— GIVEN TASK —
List the lines below from the one holding "Security feed analysis — locate every instance of mountain" through the one holding "[0,8,350,200]", inclusive, as a numbered list. Skip any blank lines and leave out the pictures.

— DATA SUPPLIED —
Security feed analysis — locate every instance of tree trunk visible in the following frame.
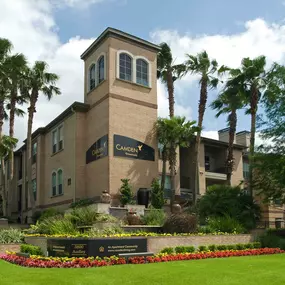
[26,92,37,214]
[226,109,237,185]
[7,92,17,215]
[167,69,174,118]
[169,141,176,208]
[0,99,7,216]
[248,87,259,196]
[160,146,167,193]
[191,78,208,203]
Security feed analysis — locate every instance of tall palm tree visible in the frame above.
[5,54,27,183]
[156,116,198,209]
[21,61,61,212]
[184,51,219,203]
[224,56,268,195]
[210,86,245,182]
[157,43,185,195]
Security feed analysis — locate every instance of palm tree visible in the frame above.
[224,56,268,195]
[210,86,245,185]
[156,116,199,204]
[5,54,27,183]
[21,61,61,212]
[157,43,185,195]
[183,51,219,203]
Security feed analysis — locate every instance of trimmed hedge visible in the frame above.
[20,244,43,255]
[160,242,261,254]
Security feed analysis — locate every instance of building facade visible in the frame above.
[1,28,282,226]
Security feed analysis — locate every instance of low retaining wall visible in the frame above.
[147,234,255,253]
[0,244,20,254]
[25,233,257,255]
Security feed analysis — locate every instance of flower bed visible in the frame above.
[0,248,285,268]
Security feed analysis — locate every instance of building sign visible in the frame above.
[86,135,108,164]
[114,135,155,161]
[47,237,147,257]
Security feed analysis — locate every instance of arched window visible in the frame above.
[97,55,105,83]
[136,58,148,86]
[89,63,96,91]
[119,53,132,81]
[57,169,63,195]
[51,172,56,196]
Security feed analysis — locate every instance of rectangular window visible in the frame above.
[32,142,38,163]
[58,126,63,151]
[52,130,57,153]
[32,179,37,201]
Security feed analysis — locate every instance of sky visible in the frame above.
[0,0,285,145]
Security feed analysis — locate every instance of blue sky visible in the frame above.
[0,0,285,142]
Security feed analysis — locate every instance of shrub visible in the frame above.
[38,208,63,222]
[205,216,244,233]
[217,244,227,250]
[236,243,246,250]
[0,228,24,244]
[70,198,94,209]
[120,178,133,206]
[151,178,164,209]
[253,241,261,248]
[198,245,208,251]
[198,185,260,230]
[160,247,174,254]
[68,207,100,226]
[141,209,165,226]
[20,244,43,255]
[163,213,197,233]
[208,244,217,251]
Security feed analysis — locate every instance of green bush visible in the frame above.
[198,245,208,252]
[205,216,244,233]
[163,213,197,234]
[151,179,164,209]
[160,247,174,254]
[227,244,237,250]
[141,208,166,226]
[198,185,260,230]
[120,179,133,206]
[236,243,246,250]
[70,198,94,209]
[0,228,24,244]
[20,244,43,255]
[252,242,261,248]
[208,244,217,251]
[217,244,227,250]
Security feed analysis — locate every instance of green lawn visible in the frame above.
[0,254,285,285]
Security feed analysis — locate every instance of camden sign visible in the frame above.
[114,135,155,161]
[86,135,108,164]
[47,237,147,257]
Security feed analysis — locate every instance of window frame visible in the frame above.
[51,123,64,155]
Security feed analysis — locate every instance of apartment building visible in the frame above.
[1,28,282,226]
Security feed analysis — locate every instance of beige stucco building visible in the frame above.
[1,28,282,226]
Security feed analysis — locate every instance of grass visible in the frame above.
[0,254,285,285]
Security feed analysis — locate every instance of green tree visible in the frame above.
[157,43,185,191]
[21,61,61,212]
[211,86,245,185]
[151,178,164,209]
[155,116,199,204]
[224,56,268,194]
[183,51,219,202]
[120,178,133,206]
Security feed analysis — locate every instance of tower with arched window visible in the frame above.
[81,28,159,200]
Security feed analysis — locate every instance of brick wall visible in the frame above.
[0,244,20,254]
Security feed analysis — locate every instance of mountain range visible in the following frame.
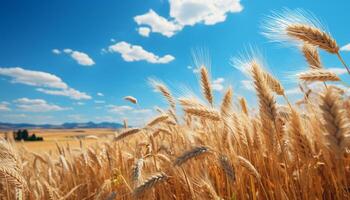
[0,122,123,130]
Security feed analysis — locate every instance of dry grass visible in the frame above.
[0,9,350,200]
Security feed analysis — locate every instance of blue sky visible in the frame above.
[0,0,350,124]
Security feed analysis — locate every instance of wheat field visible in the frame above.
[0,8,350,200]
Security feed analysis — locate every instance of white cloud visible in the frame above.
[0,67,67,89]
[71,51,95,66]
[57,49,95,66]
[52,49,61,55]
[108,41,175,64]
[14,98,68,112]
[0,101,11,111]
[169,0,243,26]
[0,67,91,99]
[328,67,348,76]
[138,27,151,37]
[340,43,350,51]
[211,77,225,91]
[134,0,243,37]
[134,9,182,37]
[36,88,91,100]
[132,109,152,114]
[63,49,73,54]
[107,105,133,114]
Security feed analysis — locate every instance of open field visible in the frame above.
[0,129,116,152]
[0,11,350,200]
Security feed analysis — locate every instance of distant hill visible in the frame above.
[0,122,123,129]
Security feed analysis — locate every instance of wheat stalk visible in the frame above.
[174,146,209,166]
[200,66,214,105]
[298,69,340,82]
[133,172,168,197]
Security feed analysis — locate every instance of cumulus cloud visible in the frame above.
[108,41,175,64]
[36,88,91,100]
[107,105,133,114]
[0,67,91,99]
[134,0,243,37]
[138,27,151,37]
[52,49,61,54]
[71,51,95,66]
[52,48,95,66]
[340,43,350,51]
[63,49,73,54]
[241,80,255,91]
[134,9,182,37]
[14,98,68,112]
[211,77,225,92]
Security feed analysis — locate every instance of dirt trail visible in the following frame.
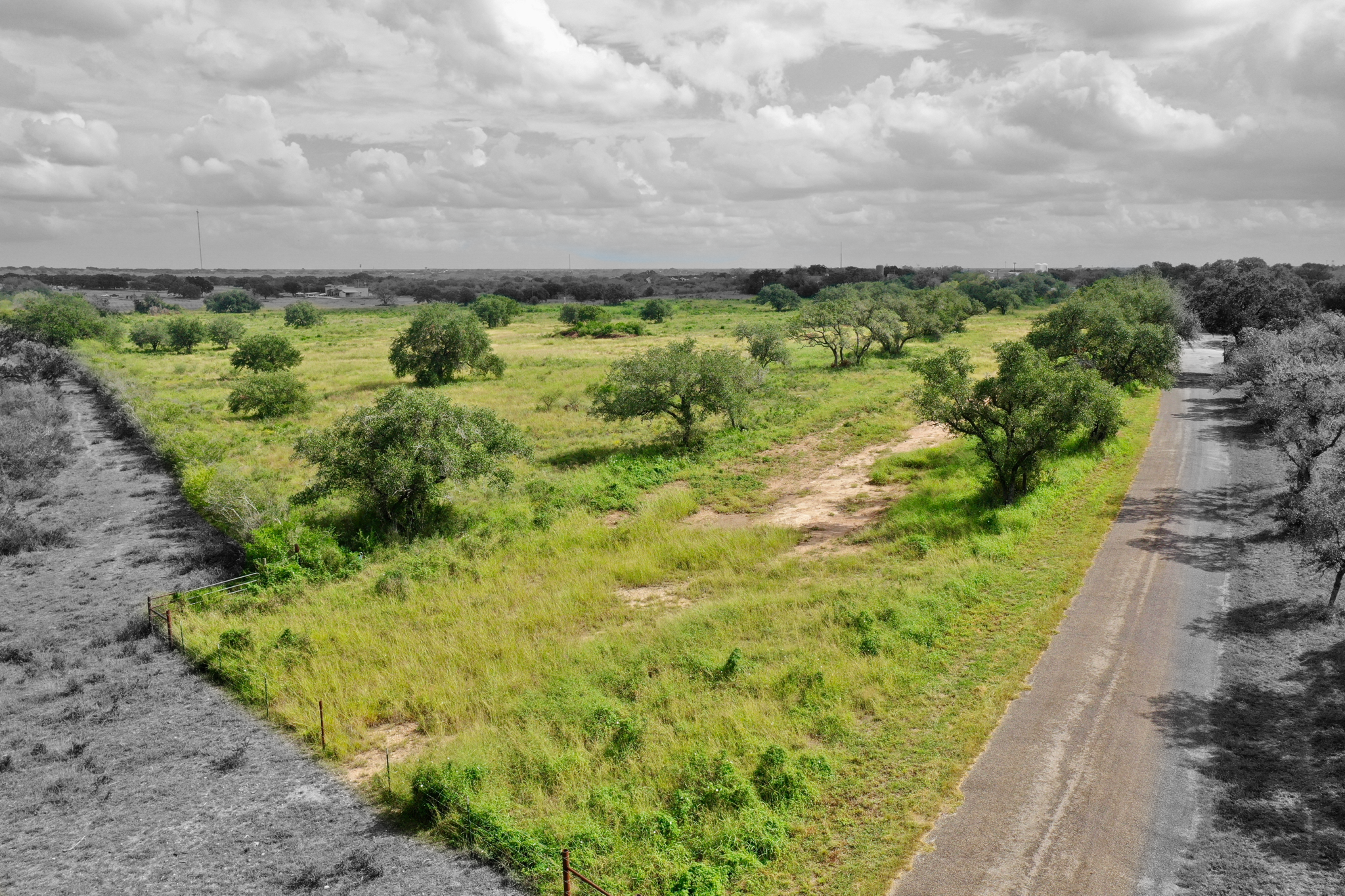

— FINISHED ANSWER —
1. Security feed analysis — locate every instance of mountain range visible in the following frame.
2. [0,122,123,130]
3. Security feed analysis — locate every instance of dry grass visible in the frame above.
4. [0,9,350,200]
5. Security feed analysis — locate every instance of blue sky visible in the frame above.
6. [0,0,350,124]
7. Security feed analysis — locate every instance of wheat field visible in the frame above.
8. [0,8,350,200]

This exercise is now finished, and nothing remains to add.